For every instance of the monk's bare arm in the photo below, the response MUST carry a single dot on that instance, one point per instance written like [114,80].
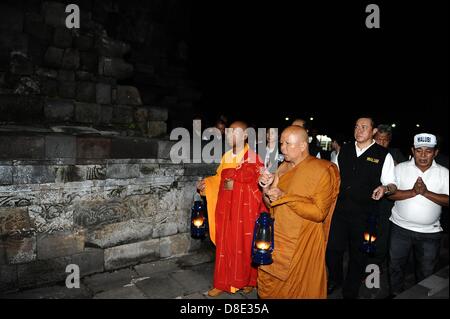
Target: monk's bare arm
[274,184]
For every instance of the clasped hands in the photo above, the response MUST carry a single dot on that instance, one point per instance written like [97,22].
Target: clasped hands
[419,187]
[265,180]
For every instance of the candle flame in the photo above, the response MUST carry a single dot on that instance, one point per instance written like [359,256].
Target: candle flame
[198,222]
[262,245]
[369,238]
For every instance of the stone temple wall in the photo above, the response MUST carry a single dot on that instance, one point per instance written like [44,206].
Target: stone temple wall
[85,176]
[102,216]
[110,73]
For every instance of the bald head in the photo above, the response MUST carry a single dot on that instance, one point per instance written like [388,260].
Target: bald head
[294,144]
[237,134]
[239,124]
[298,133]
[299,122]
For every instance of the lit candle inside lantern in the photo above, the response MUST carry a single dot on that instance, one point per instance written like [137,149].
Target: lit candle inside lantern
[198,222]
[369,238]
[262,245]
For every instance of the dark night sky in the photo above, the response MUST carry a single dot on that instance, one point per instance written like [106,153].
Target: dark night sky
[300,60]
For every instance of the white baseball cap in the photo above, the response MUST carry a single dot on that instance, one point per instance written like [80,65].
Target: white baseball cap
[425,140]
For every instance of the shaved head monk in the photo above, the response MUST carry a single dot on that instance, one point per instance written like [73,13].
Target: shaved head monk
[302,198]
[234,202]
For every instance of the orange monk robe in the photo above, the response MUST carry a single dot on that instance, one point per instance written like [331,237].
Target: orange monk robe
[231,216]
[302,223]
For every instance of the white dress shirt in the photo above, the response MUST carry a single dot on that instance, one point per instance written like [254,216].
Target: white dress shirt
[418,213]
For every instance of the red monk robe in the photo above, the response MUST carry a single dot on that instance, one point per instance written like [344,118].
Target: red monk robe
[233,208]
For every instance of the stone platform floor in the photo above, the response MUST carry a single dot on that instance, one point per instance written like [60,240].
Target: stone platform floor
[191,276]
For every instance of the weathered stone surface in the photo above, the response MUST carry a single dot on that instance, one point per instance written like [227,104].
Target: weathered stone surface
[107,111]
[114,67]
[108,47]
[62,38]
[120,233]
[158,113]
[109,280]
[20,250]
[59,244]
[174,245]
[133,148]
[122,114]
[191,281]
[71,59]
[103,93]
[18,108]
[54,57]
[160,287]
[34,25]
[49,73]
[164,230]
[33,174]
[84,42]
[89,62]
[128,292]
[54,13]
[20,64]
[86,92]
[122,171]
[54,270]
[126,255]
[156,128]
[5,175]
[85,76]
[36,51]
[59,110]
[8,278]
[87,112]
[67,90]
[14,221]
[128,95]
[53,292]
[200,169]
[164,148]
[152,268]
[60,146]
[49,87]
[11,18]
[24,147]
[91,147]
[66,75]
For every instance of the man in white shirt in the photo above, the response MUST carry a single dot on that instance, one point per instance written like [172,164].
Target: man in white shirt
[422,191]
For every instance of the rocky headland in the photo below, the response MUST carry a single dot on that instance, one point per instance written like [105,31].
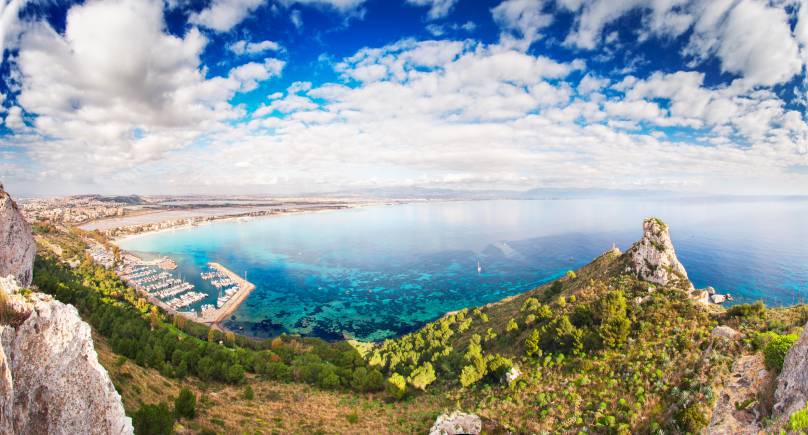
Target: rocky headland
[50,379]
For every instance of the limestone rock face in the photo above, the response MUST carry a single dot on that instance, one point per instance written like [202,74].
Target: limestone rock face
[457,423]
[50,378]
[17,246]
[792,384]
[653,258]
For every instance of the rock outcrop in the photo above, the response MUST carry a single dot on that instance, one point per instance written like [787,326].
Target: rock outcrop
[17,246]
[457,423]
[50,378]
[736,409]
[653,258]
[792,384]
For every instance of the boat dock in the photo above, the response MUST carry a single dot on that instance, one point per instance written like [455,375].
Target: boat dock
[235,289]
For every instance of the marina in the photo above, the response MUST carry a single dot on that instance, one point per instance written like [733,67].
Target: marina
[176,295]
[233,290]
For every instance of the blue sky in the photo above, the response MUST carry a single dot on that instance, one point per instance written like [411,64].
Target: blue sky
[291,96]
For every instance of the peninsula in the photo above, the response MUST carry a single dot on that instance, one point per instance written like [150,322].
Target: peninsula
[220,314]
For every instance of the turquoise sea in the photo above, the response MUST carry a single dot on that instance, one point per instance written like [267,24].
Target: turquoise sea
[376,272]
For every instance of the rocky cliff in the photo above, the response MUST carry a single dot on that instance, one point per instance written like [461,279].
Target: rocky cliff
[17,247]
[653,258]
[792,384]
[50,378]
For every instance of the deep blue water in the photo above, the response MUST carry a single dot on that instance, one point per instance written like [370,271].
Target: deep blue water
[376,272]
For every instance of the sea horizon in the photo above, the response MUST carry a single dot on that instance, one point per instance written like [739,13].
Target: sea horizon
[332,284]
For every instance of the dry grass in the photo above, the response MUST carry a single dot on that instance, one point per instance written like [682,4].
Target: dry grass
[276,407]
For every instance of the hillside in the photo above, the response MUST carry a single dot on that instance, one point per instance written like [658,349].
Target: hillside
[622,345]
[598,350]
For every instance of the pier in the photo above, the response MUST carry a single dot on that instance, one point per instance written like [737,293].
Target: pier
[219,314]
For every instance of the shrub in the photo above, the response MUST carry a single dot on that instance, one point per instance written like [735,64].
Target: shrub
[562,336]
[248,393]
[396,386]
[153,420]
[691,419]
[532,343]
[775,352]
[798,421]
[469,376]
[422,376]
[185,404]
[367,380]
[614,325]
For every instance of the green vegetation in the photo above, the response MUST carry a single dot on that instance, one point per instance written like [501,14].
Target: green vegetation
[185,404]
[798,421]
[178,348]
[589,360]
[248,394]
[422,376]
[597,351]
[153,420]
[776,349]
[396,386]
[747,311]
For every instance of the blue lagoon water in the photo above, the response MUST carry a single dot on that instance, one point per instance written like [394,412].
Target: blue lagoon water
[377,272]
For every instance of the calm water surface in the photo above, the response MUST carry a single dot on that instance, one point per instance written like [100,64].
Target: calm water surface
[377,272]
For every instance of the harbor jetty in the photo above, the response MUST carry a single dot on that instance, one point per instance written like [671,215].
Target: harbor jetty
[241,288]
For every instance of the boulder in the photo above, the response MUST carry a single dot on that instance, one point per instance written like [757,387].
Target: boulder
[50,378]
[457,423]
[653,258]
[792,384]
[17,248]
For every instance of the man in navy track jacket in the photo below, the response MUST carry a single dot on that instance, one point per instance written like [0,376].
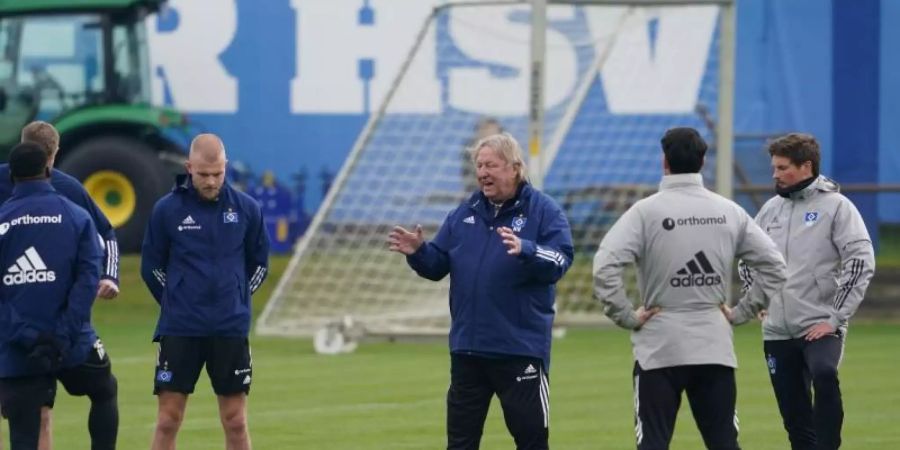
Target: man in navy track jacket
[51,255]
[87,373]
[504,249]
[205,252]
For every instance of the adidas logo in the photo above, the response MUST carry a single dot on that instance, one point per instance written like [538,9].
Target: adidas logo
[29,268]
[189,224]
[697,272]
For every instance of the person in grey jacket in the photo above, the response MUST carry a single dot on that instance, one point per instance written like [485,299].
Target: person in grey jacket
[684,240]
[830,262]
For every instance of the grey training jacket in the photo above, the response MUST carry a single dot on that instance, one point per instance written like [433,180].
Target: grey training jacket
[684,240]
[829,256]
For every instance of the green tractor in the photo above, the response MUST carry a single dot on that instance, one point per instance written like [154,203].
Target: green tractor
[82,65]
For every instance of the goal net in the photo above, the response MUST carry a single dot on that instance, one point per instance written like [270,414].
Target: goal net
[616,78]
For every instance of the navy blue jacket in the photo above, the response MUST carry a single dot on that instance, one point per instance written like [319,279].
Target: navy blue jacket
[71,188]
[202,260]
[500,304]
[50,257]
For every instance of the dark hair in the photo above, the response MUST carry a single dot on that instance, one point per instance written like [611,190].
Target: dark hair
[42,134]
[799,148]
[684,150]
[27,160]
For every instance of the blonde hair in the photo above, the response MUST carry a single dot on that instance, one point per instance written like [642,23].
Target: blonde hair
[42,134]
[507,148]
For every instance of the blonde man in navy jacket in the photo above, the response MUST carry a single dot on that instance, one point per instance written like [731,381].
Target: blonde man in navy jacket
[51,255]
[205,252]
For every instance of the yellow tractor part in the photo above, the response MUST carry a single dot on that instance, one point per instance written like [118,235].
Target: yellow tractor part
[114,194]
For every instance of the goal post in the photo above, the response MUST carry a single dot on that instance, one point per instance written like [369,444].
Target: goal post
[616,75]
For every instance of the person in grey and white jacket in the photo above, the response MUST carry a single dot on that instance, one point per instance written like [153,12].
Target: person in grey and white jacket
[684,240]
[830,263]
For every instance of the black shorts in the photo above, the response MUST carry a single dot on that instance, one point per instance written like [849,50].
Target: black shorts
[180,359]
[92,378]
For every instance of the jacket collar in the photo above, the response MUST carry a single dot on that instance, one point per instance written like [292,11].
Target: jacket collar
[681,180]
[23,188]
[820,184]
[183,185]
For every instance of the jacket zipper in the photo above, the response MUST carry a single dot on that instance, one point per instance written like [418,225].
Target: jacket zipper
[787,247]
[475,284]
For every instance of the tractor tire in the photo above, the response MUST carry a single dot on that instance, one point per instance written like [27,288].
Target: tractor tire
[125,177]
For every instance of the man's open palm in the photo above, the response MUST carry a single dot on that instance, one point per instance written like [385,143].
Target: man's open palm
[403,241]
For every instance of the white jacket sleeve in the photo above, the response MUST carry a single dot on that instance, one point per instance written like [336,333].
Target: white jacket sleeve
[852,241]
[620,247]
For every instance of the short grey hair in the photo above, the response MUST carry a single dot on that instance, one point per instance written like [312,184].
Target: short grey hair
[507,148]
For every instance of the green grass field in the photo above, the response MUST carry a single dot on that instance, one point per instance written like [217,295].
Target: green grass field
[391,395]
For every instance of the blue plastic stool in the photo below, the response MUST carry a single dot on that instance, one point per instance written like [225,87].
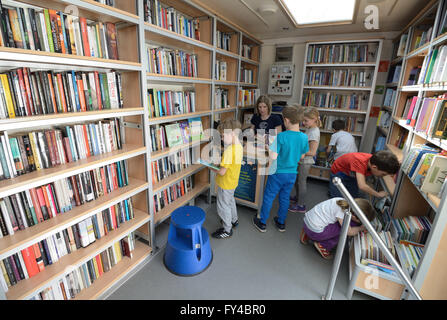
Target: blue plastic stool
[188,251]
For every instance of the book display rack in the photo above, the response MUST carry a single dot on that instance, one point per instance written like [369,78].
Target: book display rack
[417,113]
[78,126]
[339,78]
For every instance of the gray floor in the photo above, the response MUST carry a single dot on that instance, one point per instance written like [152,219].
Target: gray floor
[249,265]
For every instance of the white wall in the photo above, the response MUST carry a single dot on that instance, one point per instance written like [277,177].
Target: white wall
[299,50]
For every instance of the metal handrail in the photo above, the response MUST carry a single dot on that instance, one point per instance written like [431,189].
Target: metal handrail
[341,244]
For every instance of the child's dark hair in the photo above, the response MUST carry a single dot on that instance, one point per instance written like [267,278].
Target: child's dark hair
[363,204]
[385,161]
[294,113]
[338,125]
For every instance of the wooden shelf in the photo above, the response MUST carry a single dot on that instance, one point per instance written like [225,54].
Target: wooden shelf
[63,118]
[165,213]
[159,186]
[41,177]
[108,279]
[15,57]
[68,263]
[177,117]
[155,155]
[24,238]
###
### [HOW TO COMPLETE THIS TASK]
From the material above, set down exactly the lines between the line holding "For every instance of the navy" and the line holding "For every instance of the black", inclusive. Include nothing else.

### [SOLUTION TO THIS EXERCISE]
For every instance of the navy blue jacket in the photo above, the response MUST carry a single dot on that instance, one point per instance written like [319,279].
Target: navy blue jacket
[71,188]
[202,260]
[500,304]
[50,257]
For every instance of the dark hair in the photo above, the response MUST carry a single dot on that instance, one point per instance written like [611,190].
Target: dark hair
[42,134]
[799,148]
[684,150]
[27,160]
For every instance of the blonde hair in the photo above, the response MUST carry a single dot on that instance, one point per instance written like [642,23].
Target: blonde hair
[42,134]
[507,148]
For every instance of the blonde man in navy jacket in the photo above, the response MUST carry a single dot on that instance, one point per instance written like [731,381].
Target: blonde man in navy jacket
[51,255]
[205,252]
For every instance of the yellow tractor part in the photo above, the response MUST carry a single dot on that instance, one point per instance written like [118,235].
Target: yellow tractor part
[114,194]
For every instance of the goal post in the photo above, the response MUST carry a single dot on that instance, one point per instance written like [369,444].
Target: goal post
[616,75]
For every instance of the person in grey and white jacket in the photo above, the response MUST carry a single dot on that instance, one point per instance written like [153,12].
Target: person in grey and white jacket
[684,240]
[830,263]
For every instance of the black shorts in the photo above, the response MUST carry a single dot on that instance, one point per instance written like [849,50].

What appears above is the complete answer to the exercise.